## Source extract:
════
"A friend once called this sense of being too alone "the desperate plain," the looming desolate stretch of ground, no trees to shelter you, no water, no way to escape, nowhere to hide or find comfort, strewn with rocks and a few random snake holes. You are stripped down existentially, you are naked, you are nuts."
~Anne Lamott, from Small Victories: Spotting Improbably Moments of Grace
We've all been there, haven't we? What Lamott's friend calls "the desperate plain". It's terrifying. We can't remember having ever felt safe. We can't imagine ever feeling safe again. Everywhere we look, we see threats. There is nowhere to retreat. There we are: naked, nuts.
I'm there right now. My youngest child is struggling with obsessive-compulsive disorder and I feel as though I'm in enemy territory. She becomes someone I don't recognize when she's having an episode. She screams that I'm "dirty". She won't touch certain items because they're "contaminated". She rails at me for "not helping" her and won't let me hug her because I'm "filthy and "something bad will happen."
And then, when the episode is over – 10 minutes if we're lucky, an hour if we're not – she's contrite. She sobs with regret, begs my forgiveness, says she wishes she could kill herself so that she didn't have to deal with this. She's 11 years old. A baby. My baby.
It's breaking my heart.
And though it has been a long time since I was in that barren wasteland – that desperate plain – I know that so many of you are still there. I'm back.
I'm reminded just how terrifying it is. How alone you all feel.
But I know that it is then, when we look over our shoulder and beside us and – oh no, did something move over there? – all around and see nothing NOTHING that can save us, that we need to say, in a squeak or a roar:
We need to say "help". We need to say "help" to anyone in our lives who can offer it. We need to say "help" to someone who can take your kids for an hour so you can close your eyes or go for a walk or see your therapist. We need to say "help" to that therapist – who can give us a place where, for an hour a week (or more!), we can lay our heart bare to someone with compassion and experience who can help us mend it back together, stitch by stitch.
We need to say "help" to the women on this site, who've been where we are and can join us in solidarity or gently remind us that we won't always be in this place. That despite everything we feel right now, there is a place to move into that does offer safety and respite. That we'll get there if we can just hold on. If we can just trust that this desperate plain isn't a destination but a phase. A place we need to endure. A place where are not, in fact, alone.
Enduring can feel like surrender when it's actually a sign of incredible strength. And asking for help can be the most courageous thing you do today.
Right now my daughter needs my help. She needs me to remind her that she can endure. That this desperate plain isn't where she will always be. That she is brave and loved and suffering. But that she isn't alone.
════
## Dataset content:
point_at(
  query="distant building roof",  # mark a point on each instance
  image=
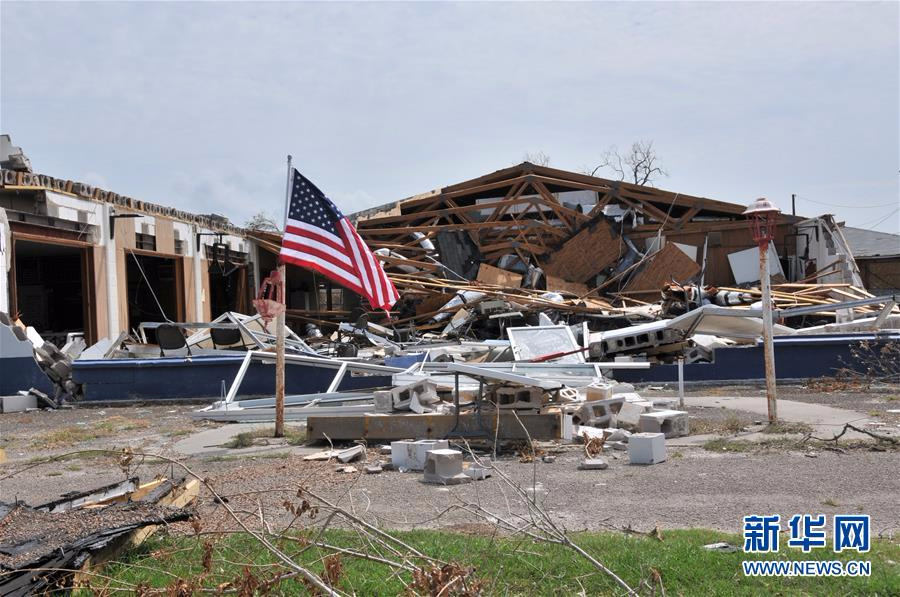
════
## Task description:
According to the essay on "the desperate plain," how old is the writer's youngest child? The lines have no role in this exercise.

## Solution to this task:
She is 11 years old.